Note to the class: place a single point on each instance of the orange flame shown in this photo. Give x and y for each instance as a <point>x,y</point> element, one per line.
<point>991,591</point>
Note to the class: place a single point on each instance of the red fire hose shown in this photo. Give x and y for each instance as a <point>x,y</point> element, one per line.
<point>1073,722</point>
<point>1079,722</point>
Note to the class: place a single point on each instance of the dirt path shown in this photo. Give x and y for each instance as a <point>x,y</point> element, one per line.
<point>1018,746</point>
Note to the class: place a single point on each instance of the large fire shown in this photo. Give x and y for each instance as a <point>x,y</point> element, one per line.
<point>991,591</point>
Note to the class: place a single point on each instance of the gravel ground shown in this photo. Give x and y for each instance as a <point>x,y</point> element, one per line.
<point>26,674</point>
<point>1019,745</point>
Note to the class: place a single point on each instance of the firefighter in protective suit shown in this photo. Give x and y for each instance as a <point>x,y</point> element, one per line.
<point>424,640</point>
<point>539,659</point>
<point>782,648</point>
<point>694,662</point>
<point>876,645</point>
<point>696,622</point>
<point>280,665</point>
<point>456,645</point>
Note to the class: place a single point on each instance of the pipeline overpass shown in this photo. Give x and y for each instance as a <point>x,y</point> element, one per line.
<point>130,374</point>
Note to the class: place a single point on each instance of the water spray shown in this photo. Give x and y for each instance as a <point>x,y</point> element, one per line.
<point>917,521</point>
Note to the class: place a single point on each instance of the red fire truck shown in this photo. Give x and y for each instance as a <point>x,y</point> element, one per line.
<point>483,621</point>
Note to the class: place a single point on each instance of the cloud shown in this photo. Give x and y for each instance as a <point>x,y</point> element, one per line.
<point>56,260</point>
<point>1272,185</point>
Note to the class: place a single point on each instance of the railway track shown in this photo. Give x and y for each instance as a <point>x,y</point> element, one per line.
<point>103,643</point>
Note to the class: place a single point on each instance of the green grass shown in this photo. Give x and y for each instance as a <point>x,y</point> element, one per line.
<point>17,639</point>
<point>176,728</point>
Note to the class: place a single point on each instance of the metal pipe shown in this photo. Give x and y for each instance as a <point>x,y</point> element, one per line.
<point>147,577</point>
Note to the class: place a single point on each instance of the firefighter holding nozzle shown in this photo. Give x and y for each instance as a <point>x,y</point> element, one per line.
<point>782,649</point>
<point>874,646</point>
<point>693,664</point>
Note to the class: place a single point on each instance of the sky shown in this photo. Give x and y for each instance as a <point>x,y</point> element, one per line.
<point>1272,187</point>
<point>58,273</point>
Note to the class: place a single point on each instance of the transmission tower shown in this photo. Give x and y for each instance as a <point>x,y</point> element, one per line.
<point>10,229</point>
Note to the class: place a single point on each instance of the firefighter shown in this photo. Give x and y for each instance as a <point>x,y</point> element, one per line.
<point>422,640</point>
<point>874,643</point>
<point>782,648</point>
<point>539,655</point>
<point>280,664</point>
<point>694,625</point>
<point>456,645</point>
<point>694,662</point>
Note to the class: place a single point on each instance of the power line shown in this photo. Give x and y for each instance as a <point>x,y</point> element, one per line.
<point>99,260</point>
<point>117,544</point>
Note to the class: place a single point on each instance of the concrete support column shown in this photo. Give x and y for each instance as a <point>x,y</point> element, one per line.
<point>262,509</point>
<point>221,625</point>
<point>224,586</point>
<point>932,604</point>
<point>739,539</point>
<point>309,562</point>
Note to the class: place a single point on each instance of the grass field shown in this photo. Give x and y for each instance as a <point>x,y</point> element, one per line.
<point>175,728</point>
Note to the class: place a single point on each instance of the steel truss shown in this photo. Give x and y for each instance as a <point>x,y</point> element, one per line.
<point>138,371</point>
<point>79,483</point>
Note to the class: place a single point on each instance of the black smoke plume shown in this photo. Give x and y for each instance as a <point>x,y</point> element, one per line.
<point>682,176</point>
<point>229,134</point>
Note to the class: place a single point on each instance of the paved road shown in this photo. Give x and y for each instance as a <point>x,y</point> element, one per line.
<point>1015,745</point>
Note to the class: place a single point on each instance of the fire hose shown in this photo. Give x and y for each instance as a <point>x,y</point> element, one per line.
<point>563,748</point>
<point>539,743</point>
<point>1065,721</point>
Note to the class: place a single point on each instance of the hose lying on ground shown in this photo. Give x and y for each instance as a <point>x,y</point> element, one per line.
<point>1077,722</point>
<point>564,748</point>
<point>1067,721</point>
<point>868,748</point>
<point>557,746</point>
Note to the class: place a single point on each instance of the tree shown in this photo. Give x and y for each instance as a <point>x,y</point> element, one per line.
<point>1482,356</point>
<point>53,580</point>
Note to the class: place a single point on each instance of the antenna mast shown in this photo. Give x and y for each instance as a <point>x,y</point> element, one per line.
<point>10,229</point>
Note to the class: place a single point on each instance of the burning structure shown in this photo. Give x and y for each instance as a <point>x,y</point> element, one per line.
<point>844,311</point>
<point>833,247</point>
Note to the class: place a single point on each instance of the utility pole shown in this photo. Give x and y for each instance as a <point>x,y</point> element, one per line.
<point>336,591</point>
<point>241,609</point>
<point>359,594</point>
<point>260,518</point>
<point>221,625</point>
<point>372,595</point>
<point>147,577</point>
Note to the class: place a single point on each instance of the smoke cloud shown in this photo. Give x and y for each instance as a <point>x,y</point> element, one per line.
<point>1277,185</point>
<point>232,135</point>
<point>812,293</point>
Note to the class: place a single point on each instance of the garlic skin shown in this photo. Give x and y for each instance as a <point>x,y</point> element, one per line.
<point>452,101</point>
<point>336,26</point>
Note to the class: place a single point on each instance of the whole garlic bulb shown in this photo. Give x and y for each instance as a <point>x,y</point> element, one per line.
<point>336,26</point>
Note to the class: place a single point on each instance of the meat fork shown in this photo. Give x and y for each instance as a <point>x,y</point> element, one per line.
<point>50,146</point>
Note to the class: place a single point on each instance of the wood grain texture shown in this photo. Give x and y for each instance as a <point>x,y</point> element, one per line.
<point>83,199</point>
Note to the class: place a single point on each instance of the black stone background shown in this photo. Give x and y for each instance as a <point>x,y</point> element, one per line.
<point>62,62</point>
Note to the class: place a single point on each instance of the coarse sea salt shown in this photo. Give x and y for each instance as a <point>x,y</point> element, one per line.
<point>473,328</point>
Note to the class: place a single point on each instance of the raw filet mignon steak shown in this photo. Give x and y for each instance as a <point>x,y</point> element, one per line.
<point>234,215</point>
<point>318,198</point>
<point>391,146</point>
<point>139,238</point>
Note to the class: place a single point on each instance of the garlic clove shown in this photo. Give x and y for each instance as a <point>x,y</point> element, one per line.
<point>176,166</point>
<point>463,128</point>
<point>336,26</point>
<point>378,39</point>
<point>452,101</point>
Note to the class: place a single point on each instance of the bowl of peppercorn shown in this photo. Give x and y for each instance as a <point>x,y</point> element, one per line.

================

Exercise: Rewrite the entire listing above, replacing "Note to the class" with "Instruction for students" wherever it appears and keeping everything else unchanged.

The output:
Instruction for students: place a single point on each instance of the orange flame shown in this photo. Give x and y for each instance as a <point>x,y</point> element, one per line.
<point>991,591</point>
Instruction for students: place a single point on each instance of the red fire hose shown in this photo. Give x and y for each instance as a <point>x,y</point> element, one per line.
<point>1073,722</point>
<point>1079,722</point>
Instruction for students: place a single point on each instance of the dirt path shown in this photo. Give x and y for each instance as a <point>x,y</point> element, one per line.
<point>1018,746</point>
Instruction for students: place a single point on each instance of the large fire shown in this photo. Give x and y for each instance as a <point>x,y</point> element, one per line.
<point>991,591</point>
Instruction for students: place a single point on each instance of the gravel ground shown in this photo. Give x and y for each instance as a <point>x,y</point> element, one per line.
<point>26,674</point>
<point>1019,745</point>
Instruction for students: place a single point on each instance of the firefighter in protective suit shown in this photo. Give x and y for each instance as a <point>x,y</point> element, one per line.
<point>424,640</point>
<point>539,659</point>
<point>782,648</point>
<point>694,662</point>
<point>876,645</point>
<point>696,622</point>
<point>280,665</point>
<point>456,645</point>
Instruction for students: place a single point on each instance of the pipeline overpass shown in this photo. Give x and y for each instance as a <point>x,y</point> element, one per line.
<point>130,374</point>
Instruction for students: place a single point on each instance of the water spray shown in this photo. Give x and y for each instance as a <point>x,y</point> element, one per line.
<point>917,521</point>
Instruction for students: place a single point on each instance of the red fire truck shown in this photo. Give x and y for each instance as a <point>x,y</point> element, one per line.
<point>483,621</point>
Instruction for students: place a single point on each instance of the cloud shown in this photo. Give x and y for each instance as a <point>x,y</point> element, one per line.
<point>56,260</point>
<point>1272,185</point>
Instruction for students: place a single point on each instance of the railway track shown in this photo. Give x and y for each instance as a <point>x,y</point> element, one per line.
<point>103,643</point>
Instruction for students: place a single point on each instance of the green grass shown in this photo. Give x and y for each instance as a <point>x,y</point> element, one per line.
<point>17,639</point>
<point>176,728</point>
Instruction for students: place a single point on each instance of the metal pipe shown in this photo. Give x and y for each instance as a <point>x,y</point> element, one per line.
<point>147,577</point>
Instruction for students: place a single point on each instance of the firefighter holding nozzle shown in this photo. Give x and y for each instance as a <point>x,y</point> element, one per line.
<point>782,649</point>
<point>874,646</point>
<point>693,664</point>
Instruction for students: place a single point on each instance of the sky shown in this photo. Give x and y for each instance as a <point>x,y</point> element, one per line.
<point>1272,187</point>
<point>58,273</point>
Instruction for students: place a single point on each instance of the transmission tower shown in this photo. Give x and y for each instance as a <point>x,y</point> element, one per line.
<point>10,229</point>
Instruction for students: place a single point on each instance of the firefighter shown in this photo. Give x and y for each instance as a <point>x,y</point> element, one per line.
<point>422,640</point>
<point>874,643</point>
<point>782,648</point>
<point>539,655</point>
<point>280,664</point>
<point>694,625</point>
<point>456,645</point>
<point>694,662</point>
Instruction for students: place a single point on each instance of the power line shown in this photo. Give x and y for each instance as a <point>x,y</point> element, one per line.
<point>99,260</point>
<point>117,544</point>
Instruction for students: place a single point on each instance of the concrete support column shown in this photo. Give x and y for each instance as a <point>x,y</point> element, one per line.
<point>262,509</point>
<point>221,625</point>
<point>224,586</point>
<point>932,604</point>
<point>739,539</point>
<point>309,562</point>
Instruction for students: place a single point on each instance of the grass field shown in this photo. Give x and y for each instance as a <point>x,y</point> element, one per line.
<point>175,728</point>
Instruction for students: place a single point on each instance of the steel truss shown in this photo. Give x and y for each instance as a <point>x,y</point> element, one per line.
<point>138,371</point>
<point>79,483</point>
Instruction for students: place a single point on each instance of the black smoke plume shown in this photo. Give x and y for each instance as a <point>x,y</point> element, one per line.
<point>682,176</point>
<point>229,134</point>
Instruction for students: place a single point on each instance of the paved road shown in this photo. Give x and y for each instance as a <point>x,y</point> element, one per line.
<point>1015,745</point>
Instruction for students: place a single point on each instance of the fire hose shown in this photo. Give x and y for each instance as a <point>x,y</point> element, one per line.
<point>563,748</point>
<point>539,743</point>
<point>1065,721</point>
Instruction for students: place a single point on each instance of the hose lying on ground shown in this photo. Give x and y for each instance as a <point>x,y</point> element, one per line.
<point>1077,722</point>
<point>564,748</point>
<point>1067,721</point>
<point>868,748</point>
<point>557,746</point>
Instruction for students: place a single point on each instance of the tree shown in this photo. Give x and y for each instance as a <point>x,y</point> element, one per line.
<point>1482,356</point>
<point>53,580</point>
Instruction for students: place a single point on each instance of the antenna mast shown in this photo. Give x and y for each instance as a <point>x,y</point> element, one per line.
<point>10,229</point>
Instruction for students: place a single point on each instance of the burning structure shown in this photo. Give x and y for each instance as a <point>x,y</point> element, one per line.
<point>844,311</point>
<point>833,247</point>
Instruction for students: place a single point on each instance of the utility pole shown in this photo. Give x and y for each instance as a <point>x,y</point> element, one per line.
<point>336,591</point>
<point>241,609</point>
<point>359,594</point>
<point>260,518</point>
<point>221,625</point>
<point>372,595</point>
<point>147,577</point>
Instruction for students: place a single point on each instance of the smoke cloud shown in this photo. Give x and y for each instance as a <point>x,y</point> element, one per line.
<point>1277,185</point>
<point>232,135</point>
<point>812,293</point>
Instruction for students: place a single point on each instance of the garlic skin shown in this photo. Give x and y for each instance as a <point>x,y</point> element, one per line.
<point>452,101</point>
<point>336,26</point>
Instruction for students: place a single point on each instance of the whole garlic bulb shown in this photo. Give x and y for each instance as a <point>x,y</point> element, one per line.
<point>336,26</point>
Instruction for students: place a single point on each instance of the meat fork shown in this photo. Give x and y for each instance as a <point>x,y</point> element, one per line.
<point>50,146</point>
Instruction for students: place a single point on each instance of the wood grain texture shown in this photo. Give x and y for each instance as a <point>x,y</point> element, one per line.
<point>83,199</point>
Instruction for students: place a single point on each instance of the black stone background shown in this photo. Give x and y for each instance as a <point>x,y</point> element, one per line.
<point>62,62</point>
Instruction for students: place a single point on each instance of the coarse sea salt shown in this photo. Give x and y for each instance as a <point>x,y</point> element, one per line.
<point>473,328</point>
Instruction for students: place a single point on each instance of the raw filet mignon steak shown in this photo. Give x and y for each instance as a <point>x,y</point> element, one per line.
<point>234,215</point>
<point>318,198</point>
<point>391,146</point>
<point>139,238</point>
Instruction for students: place a single point on each instance of the garlic clove shown in this photo. Give x and y for each instance as a <point>x,y</point> element, one per line.
<point>176,166</point>
<point>463,128</point>
<point>336,26</point>
<point>378,39</point>
<point>452,101</point>
Instruction for students: place a single point on each instance of the bowl of peppercorn shown in this photo. Give x and y for each instance as a <point>x,y</point> element, one per line.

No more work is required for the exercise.